_SET TASK_
Please write out the material that follows, exactly as it stands.

_SUPPLIED INFORMATION_
START
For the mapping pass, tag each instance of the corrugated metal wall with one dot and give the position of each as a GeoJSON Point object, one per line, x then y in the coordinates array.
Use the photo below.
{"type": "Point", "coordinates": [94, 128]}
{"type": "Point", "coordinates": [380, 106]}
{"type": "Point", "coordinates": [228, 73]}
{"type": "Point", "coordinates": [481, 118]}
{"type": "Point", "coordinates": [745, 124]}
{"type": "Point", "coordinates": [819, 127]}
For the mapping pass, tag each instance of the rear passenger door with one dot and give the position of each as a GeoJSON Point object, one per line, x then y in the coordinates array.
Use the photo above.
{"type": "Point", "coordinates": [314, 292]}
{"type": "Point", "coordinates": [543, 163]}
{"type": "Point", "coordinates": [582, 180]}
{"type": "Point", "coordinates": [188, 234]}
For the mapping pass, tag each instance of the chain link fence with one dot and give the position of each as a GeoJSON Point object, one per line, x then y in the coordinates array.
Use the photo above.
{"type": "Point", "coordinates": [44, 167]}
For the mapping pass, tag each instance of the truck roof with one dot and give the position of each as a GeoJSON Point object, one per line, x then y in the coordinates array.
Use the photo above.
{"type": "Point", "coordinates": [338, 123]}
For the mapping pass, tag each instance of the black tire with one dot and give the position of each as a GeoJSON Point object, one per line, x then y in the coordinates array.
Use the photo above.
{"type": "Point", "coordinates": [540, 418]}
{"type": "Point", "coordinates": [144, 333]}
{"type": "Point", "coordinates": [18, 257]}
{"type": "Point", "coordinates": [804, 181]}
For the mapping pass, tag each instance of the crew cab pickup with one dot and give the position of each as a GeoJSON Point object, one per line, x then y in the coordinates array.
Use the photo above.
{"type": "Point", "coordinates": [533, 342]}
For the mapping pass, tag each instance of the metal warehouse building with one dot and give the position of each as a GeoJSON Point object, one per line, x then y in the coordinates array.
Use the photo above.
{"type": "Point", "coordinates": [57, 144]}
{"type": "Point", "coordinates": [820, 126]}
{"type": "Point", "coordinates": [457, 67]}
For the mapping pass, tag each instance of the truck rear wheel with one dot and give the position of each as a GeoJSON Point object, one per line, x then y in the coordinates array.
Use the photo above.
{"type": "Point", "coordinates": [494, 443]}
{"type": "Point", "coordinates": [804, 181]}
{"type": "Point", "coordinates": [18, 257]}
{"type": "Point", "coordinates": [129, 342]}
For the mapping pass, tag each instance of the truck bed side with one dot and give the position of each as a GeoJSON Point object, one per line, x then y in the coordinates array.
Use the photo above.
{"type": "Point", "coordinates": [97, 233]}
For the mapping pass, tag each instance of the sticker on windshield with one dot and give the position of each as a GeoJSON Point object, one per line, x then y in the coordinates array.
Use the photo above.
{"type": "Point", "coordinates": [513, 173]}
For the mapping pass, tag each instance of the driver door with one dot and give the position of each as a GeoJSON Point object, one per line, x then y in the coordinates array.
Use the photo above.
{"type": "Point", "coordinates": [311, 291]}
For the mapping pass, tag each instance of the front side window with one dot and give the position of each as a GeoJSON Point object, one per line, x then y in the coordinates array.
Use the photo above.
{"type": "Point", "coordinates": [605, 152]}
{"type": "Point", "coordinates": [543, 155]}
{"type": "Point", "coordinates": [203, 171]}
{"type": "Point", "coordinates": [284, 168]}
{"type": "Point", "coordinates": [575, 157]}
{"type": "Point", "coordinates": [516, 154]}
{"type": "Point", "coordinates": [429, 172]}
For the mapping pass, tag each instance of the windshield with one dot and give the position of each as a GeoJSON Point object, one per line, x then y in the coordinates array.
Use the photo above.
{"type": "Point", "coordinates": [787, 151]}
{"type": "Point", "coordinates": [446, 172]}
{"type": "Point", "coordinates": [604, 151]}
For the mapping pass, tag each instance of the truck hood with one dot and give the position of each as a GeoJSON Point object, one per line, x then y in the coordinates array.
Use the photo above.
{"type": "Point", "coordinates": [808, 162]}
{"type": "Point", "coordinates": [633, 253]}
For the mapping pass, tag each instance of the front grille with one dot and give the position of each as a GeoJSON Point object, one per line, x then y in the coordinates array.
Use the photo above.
END
_WRITTEN ANSWER_
For the mapping pass, tag each instance of the corrugated metal wall with one dot and give the position of each as a GeoJSON Point object, one per line, x then y in the coordinates array.
Use the photo below.
{"type": "Point", "coordinates": [94, 128]}
{"type": "Point", "coordinates": [380, 106]}
{"type": "Point", "coordinates": [228, 73]}
{"type": "Point", "coordinates": [481, 118]}
{"type": "Point", "coordinates": [745, 124]}
{"type": "Point", "coordinates": [819, 127]}
For the mapping pass, tag each instance of the rear passenger door with one dot and give the position of each as a GeoJSON Point object, one per line, x then y in the coordinates array.
Use the photo above.
{"type": "Point", "coordinates": [314, 292]}
{"type": "Point", "coordinates": [543, 163]}
{"type": "Point", "coordinates": [582, 180]}
{"type": "Point", "coordinates": [188, 234]}
For the mapping pass, tag each instance of the chain link fence with one dot and give the position of each as a GeoJSON Point object, one per line, x then y in the coordinates array.
Use the photo above.
{"type": "Point", "coordinates": [44, 167]}
For the mapping pass, tag each instance of the truck roof with one dot and give the position of each as a GeoJSON Point object, one per line, x then y in the coordinates array.
Use the photo above.
{"type": "Point", "coordinates": [338, 123]}
For the mapping pass, tag each instance of the black tire with one dot and give the position of each as a GeoJSON Point object, one per line, x then y in the coordinates array.
Use the photo above.
{"type": "Point", "coordinates": [540, 418]}
{"type": "Point", "coordinates": [144, 333]}
{"type": "Point", "coordinates": [18, 257]}
{"type": "Point", "coordinates": [804, 181]}
For the mapping pass, tag each instance of the crew cab pickup with one dot and give the position of each as a GeoJSON Point object, one per line, x then y in the coordinates array.
Use the photo above.
{"type": "Point", "coordinates": [533, 342]}
For the mapping pass, tag each instance of the metal warehouse building with one dot and give the position of each as a GeoJSON Point object, one per line, x then y in the coordinates array.
Use the photo above.
{"type": "Point", "coordinates": [57, 144]}
{"type": "Point", "coordinates": [820, 126]}
{"type": "Point", "coordinates": [457, 67]}
For the mapping pass, tag each instance of the truck rear wheel with one dot and give the position of each as a GeoJSON Point object, one per line, x then y in the coordinates array.
Use the photo above.
{"type": "Point", "coordinates": [494, 443]}
{"type": "Point", "coordinates": [804, 181]}
{"type": "Point", "coordinates": [18, 257]}
{"type": "Point", "coordinates": [129, 342]}
For the mapping pass, tag each instance of the truck bed side with one dot and give the position of each as a GeoJSON Point object, one per line, x then y in the coordinates array.
Use the photo above.
{"type": "Point", "coordinates": [97, 233]}
For the mapping pass, tag each instance of the sticker on windshield with one dot and give the position of each as a GeoJSON Point object, one per line, x then y in the coordinates array.
Use the photo above.
{"type": "Point", "coordinates": [513, 173]}
For the mapping pass, tag each instance of the driver door with one dot and give the position of each as a GeoJSON Point object, one per line, x then y in the coordinates array.
Use the photo above.
{"type": "Point", "coordinates": [311, 291]}
For the mapping pass, tag each instance of the front side window with one dot and give the position of each as a GeoJSON Point object, one per line, x then y in the coordinates array.
Use the photo above.
{"type": "Point", "coordinates": [605, 152]}
{"type": "Point", "coordinates": [543, 155]}
{"type": "Point", "coordinates": [203, 171]}
{"type": "Point", "coordinates": [284, 168]}
{"type": "Point", "coordinates": [575, 157]}
{"type": "Point", "coordinates": [516, 154]}
{"type": "Point", "coordinates": [429, 172]}
For the mapping pass, tag each instance of the windshield with one dot and give the position of each as a GeoJSON Point object, one per line, x then y in the coordinates array.
Use the photo above.
{"type": "Point", "coordinates": [787, 151]}
{"type": "Point", "coordinates": [446, 172]}
{"type": "Point", "coordinates": [604, 151]}
For the mapping pass, tag each instance of the truck hood with one dot and give the position of each as a GeoJSON Point object, one per line, x then y in the coordinates array.
Use the photo above.
{"type": "Point", "coordinates": [808, 162]}
{"type": "Point", "coordinates": [633, 253]}
For the mapping pass, tag each instance of the front grille with one dot and give the position of each as a GeoJSON Point object, one per line, x then y in the coordinates array.
Use the photo above.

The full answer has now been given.